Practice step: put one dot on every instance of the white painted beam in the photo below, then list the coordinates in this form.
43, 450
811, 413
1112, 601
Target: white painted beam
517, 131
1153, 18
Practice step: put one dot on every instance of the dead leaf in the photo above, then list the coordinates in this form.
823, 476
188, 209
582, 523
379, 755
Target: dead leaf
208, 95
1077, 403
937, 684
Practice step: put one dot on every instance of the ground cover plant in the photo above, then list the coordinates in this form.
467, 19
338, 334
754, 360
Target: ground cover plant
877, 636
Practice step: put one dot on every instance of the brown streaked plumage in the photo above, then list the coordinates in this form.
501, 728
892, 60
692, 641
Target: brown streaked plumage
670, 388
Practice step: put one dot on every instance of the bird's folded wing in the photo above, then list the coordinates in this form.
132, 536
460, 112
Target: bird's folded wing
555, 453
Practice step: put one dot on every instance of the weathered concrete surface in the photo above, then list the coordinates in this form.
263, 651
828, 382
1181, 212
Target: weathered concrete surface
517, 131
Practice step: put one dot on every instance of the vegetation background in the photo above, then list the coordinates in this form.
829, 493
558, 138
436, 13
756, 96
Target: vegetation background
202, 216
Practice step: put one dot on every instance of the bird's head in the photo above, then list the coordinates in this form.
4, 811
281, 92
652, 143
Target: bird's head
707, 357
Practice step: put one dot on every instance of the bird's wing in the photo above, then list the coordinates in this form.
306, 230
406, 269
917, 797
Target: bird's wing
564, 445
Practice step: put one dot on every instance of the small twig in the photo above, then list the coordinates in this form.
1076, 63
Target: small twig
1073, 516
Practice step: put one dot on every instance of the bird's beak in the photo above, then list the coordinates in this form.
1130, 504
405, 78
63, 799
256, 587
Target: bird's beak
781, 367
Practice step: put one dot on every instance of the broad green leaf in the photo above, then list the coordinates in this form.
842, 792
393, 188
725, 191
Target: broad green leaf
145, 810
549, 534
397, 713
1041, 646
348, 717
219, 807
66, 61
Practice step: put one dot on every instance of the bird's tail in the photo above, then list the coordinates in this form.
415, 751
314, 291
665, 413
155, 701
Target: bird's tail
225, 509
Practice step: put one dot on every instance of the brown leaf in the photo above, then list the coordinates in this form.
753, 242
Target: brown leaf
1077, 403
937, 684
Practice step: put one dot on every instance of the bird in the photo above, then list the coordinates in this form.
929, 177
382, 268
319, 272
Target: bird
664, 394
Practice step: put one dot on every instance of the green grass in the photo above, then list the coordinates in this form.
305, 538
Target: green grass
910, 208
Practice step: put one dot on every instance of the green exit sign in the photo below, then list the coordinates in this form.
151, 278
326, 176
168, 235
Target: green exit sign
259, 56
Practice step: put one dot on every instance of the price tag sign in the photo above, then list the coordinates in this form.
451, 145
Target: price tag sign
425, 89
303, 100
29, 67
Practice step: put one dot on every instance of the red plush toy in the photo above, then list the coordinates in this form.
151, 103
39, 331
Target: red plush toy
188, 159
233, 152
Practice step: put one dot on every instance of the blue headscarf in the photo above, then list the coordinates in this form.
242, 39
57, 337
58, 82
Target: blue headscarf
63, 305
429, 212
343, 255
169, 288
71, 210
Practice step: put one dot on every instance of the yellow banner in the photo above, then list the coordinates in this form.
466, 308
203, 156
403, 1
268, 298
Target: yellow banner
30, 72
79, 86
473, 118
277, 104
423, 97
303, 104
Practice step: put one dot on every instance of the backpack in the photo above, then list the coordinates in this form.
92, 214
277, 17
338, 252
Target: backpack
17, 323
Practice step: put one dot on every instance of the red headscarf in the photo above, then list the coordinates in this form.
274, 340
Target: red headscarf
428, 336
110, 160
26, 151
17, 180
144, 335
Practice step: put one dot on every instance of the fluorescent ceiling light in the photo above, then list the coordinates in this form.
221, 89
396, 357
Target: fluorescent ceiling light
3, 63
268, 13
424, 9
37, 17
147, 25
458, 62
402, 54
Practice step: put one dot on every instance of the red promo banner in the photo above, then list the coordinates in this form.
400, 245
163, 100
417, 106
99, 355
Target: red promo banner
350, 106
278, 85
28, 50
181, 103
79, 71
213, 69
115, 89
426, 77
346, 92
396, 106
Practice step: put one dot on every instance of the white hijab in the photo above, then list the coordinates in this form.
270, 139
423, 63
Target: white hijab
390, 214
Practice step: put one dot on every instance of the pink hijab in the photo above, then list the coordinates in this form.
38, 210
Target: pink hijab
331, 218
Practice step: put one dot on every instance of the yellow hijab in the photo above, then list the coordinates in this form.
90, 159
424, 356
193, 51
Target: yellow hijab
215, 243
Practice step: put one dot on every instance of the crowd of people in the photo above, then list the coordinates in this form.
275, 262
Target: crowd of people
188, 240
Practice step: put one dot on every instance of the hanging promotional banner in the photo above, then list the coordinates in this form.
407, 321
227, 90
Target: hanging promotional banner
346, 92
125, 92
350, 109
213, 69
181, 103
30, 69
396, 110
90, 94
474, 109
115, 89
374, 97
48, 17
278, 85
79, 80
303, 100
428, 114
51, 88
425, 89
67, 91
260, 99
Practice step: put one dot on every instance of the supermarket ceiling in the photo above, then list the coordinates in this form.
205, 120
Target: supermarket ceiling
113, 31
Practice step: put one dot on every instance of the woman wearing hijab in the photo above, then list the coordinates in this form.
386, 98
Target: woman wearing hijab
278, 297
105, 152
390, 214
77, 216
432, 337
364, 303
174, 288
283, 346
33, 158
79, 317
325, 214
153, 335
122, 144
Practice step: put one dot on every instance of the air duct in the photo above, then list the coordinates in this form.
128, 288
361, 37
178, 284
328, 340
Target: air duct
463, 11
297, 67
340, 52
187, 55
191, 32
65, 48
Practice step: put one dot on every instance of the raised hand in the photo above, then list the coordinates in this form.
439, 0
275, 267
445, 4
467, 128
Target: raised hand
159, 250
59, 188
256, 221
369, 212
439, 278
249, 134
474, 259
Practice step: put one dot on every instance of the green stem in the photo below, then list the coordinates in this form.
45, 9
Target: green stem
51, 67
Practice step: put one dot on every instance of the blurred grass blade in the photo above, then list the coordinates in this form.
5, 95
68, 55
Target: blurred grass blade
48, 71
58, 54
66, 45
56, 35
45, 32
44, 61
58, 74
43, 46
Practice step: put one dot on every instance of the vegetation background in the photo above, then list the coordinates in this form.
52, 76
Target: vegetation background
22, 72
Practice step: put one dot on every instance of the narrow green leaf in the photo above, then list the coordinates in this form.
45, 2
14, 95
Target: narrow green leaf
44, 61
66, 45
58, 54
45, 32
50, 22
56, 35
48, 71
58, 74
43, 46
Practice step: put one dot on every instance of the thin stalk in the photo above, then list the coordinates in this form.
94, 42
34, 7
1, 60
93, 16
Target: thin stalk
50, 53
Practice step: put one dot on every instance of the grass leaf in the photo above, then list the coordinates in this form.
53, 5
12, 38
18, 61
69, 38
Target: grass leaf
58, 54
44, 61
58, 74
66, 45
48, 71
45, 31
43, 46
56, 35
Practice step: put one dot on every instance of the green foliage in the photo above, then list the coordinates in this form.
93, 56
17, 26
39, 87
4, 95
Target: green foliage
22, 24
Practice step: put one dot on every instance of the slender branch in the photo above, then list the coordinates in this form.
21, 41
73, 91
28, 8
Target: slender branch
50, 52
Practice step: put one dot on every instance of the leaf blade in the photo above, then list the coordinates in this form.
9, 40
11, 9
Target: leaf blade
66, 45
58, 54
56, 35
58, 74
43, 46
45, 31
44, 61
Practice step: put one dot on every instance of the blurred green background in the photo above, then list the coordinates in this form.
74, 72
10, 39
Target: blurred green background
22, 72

To do.
Return every record, word for word.

Output of the task.
Practice step: put one dot on every instance of the white painted beam in the photo below, then list the coordinates in this form.
43, 450
811, 413
1112, 601
Target: white painted beam
517, 131
1153, 18
Practice step: put one dot on every instance of the dead leaf in the photo above, then list the coordinates in this form.
823, 476
188, 209
582, 523
379, 755
Target: dead leaf
208, 95
1077, 403
937, 684
Practice step: put one dot on every instance of the ground cover plant in the photo above, then list the coordinates in this form.
467, 19
338, 334
754, 360
Target: ground cover plant
877, 636
Practice step: put one dot on every instance of the brown streaked plumage in the photo above, then list the coordinates in this form.
501, 728
892, 60
692, 641
Target: brown streaked plumage
670, 388
Practice step: put one dot on every instance of the bird's folded wing in the photo above, then list the coordinates in this form.
132, 536
460, 112
Target: bird's folded wing
555, 453
Practice step: put one dot on every instance of the weathered concrete surface in the photo above, then list the coordinates in this form.
263, 651
828, 382
1181, 212
Target: weathered concrete surface
517, 131
Practice step: put one dot on every instance of the vegetation background in the photo above, then list the coordinates in this form.
829, 493
558, 138
436, 13
756, 96
Target: vegetation background
202, 216
Practice step: put one dot on every instance of the bird's head in the photo above, then list the coordinates in this form.
4, 811
281, 92
652, 143
Target: bird's head
707, 357
Practice step: put one dot on every instance of the bird's wing in the photo above, then list the coordinates in this form.
306, 230
406, 269
917, 797
Target: bird's wing
564, 445
Practice step: put one dot on every instance of the small twig in the photo above, then list the coordinates in this form.
1076, 63
Target: small twig
1073, 516
Practice step: put one dot on every instance of the bird's beak in the photo above, then list the coordinates in this form.
1130, 504
405, 78
63, 799
256, 587
Target: bird's beak
781, 367
Practice step: put one dot on every instance of the broad green leaf in the photo above, then list the coordinates in this form.
842, 792
393, 188
725, 191
Target: broad green leaf
145, 810
549, 534
397, 713
1041, 646
348, 717
219, 807
66, 61
Practice step: put one dot on every instance of the bird's tail in the photo above, then list the coordinates in this form.
415, 751
314, 291
665, 413
155, 701
Target: bird's tail
225, 509
Practice step: put one dot on every instance of the brown leaf in the photo above, then list the coordinates in this form.
753, 242
Target: brown leaf
1077, 403
937, 684
Practice step: put one dot on every instance of the bird in the photo above, then list the coordinates in this form.
929, 177
382, 268
319, 272
Target: bird
664, 394
Practice step: put one dot on every instance of the green grass in the photo above, then list the coordinates in this form.
305, 538
Target: green grass
910, 208
Practice step: put one dot on every instance of the green exit sign in the photo below, then list the coordinates in this form.
151, 278
326, 176
168, 235
Target: green exit sign
259, 56
Practice step: put one dot on every instance of the price tag sign in the photo above, then list the coordinates in this form.
451, 145
Target: price tag sign
425, 89
303, 100
29, 67
Practice step: put one dot on every instance of the red plush toy in the photo above, then list the coordinates in this form.
151, 103
39, 331
Target: red plush toy
188, 159
233, 152
Practice step: put one dot on every instance of the blue headscarf in the photo above, then list the coordinates in this form.
242, 39
57, 337
58, 82
Target: blue headscarf
63, 305
429, 212
343, 255
169, 288
71, 210
Practice step: put one dot on every instance of the yellow banner in the photo above, then list the coordinates in this form.
466, 308
203, 156
403, 1
268, 298
Target: yellow banner
30, 72
79, 86
473, 118
277, 104
423, 97
303, 104
Practice step: put one dot on every instance of the backpack in the photo above, then list the coordinates in this form.
92, 214
277, 17
338, 252
Target: backpack
17, 323
Practice step: put one dot on every instance of the red headscarf in the photo above, then list the coordinates in this form.
274, 340
Target: red headscarf
428, 336
110, 160
26, 151
17, 180
144, 335
Practice step: put one dot on every instance of the fluorescent ceiling light in the photo above, then list the coordinates in this form.
221, 89
396, 357
Target: fluorescent ceiling light
3, 63
268, 13
424, 9
37, 17
147, 25
458, 62
402, 54
Practice step: put one dot on every instance of the red promo banner in the photo above, then list the coordinates in this form.
400, 245
163, 100
417, 106
99, 355
Target: red promo banner
350, 106
278, 85
28, 50
181, 103
79, 71
213, 69
115, 89
426, 77
346, 92
396, 106
Practice step: put one dot on every instance of the white hijab in the photo above, then list the coordinates in this form.
270, 139
423, 63
Target: white hijab
390, 214
Practice step: put one dot on every instance of the pink hijab in the photo above, then list the coordinates in this form.
38, 210
Target: pink hijab
331, 218
Practice step: put one dot on every instance of the yellow hijab in the photo above, then list the coordinates in this form.
90, 159
424, 356
193, 51
Target: yellow hijab
215, 243
Practice step: put one dot on every instance of the crowd of people in the photo above, then list the coordinates in this form.
275, 262
Target: crowd of people
188, 240
Practice step: put one dot on every instance of the hanging promotional banner in the photo above, then list the coordinates in this form.
407, 321
227, 90
Target: hanging promotional banner
346, 92
125, 92
350, 109
213, 69
181, 103
30, 69
396, 110
90, 94
474, 109
115, 89
374, 97
48, 17
278, 85
79, 80
303, 100
428, 114
51, 88
425, 89
67, 91
260, 99
Practice step: put one dot on every instance of the supermarket ceiling in the photo above, then list the coordinates in this form.
205, 120
Target: supermarket ceiling
113, 31
Practice step: put one dot on every instance of the woman wearing hijab in the photo above, then list the coordinates in this form.
386, 98
Target: woman wearing hijab
278, 297
105, 152
390, 214
77, 216
432, 337
364, 303
174, 288
283, 346
33, 158
79, 317
325, 214
153, 335
122, 144
Practice step: put one dot on every instance of the air duct in the photo above, then list the coordinates in this form.
128, 288
361, 37
178, 284
328, 340
Target: air duct
463, 11
297, 67
340, 52
187, 55
191, 32
65, 48
Practice step: put one dot on every instance of the raised hand in the photo above, then list the coordinates in this form.
439, 0
275, 267
445, 4
467, 128
Target: raised hand
159, 250
59, 188
256, 221
369, 212
439, 278
249, 134
474, 259
Practice step: put one dot on every instance of the green stem in the photo below, then list the coordinates in this form.
45, 9
Target: green stem
51, 67
Practice step: put one dot on every instance of the blurred grass blade in the photo above, then list the coordinates in this form.
5, 95
68, 55
Target: blurred grass blade
48, 71
58, 54
66, 45
56, 35
45, 32
44, 61
58, 74
43, 46
Practice step: put one dot on every instance of the vegetation background in the photo above, then list the coordinates in this form.
52, 76
Target: vegetation background
22, 72
Practice step: put one dot on every instance of the narrow green leaf in the photo above, then list the coordinates in this form.
45, 2
14, 95
Target: narrow green leaf
44, 61
66, 45
58, 54
45, 32
50, 22
56, 35
48, 71
58, 74
43, 46
Practice step: put one dot on every instance of the thin stalk in the photo above, then list the coordinates in this form.
94, 42
34, 7
1, 60
93, 16
Target: thin stalk
50, 53
Practice step: put one dot on every instance of the grass leaf in the photo above, then list the coordinates in this form.
53, 5
12, 38
18, 61
69, 38
Target: grass leaf
58, 54
44, 61
58, 74
66, 45
48, 71
45, 31
43, 46
56, 35
Practice step: put one dot on every instance of the green foliage in the photo above, then list the coordinates in this form.
93, 56
17, 26
39, 87
4, 95
Target: green foliage
22, 24
Practice step: put one dot on every instance of the slender branch in the photo above, then list the coordinates in this form.
21, 41
73, 91
28, 8
Target: slender branch
50, 52
Practice step: put one dot on every instance of the leaf blade in the photo above, then list the coordinates in this form.
9, 40
11, 9
Target: leaf blade
66, 45
58, 54
56, 35
58, 74
43, 46
45, 31
44, 61
Practice step: put one dot on every instance of the blurred green background in the photo above, then list the coordinates in this form.
74, 72
10, 39
Target: blurred green background
22, 72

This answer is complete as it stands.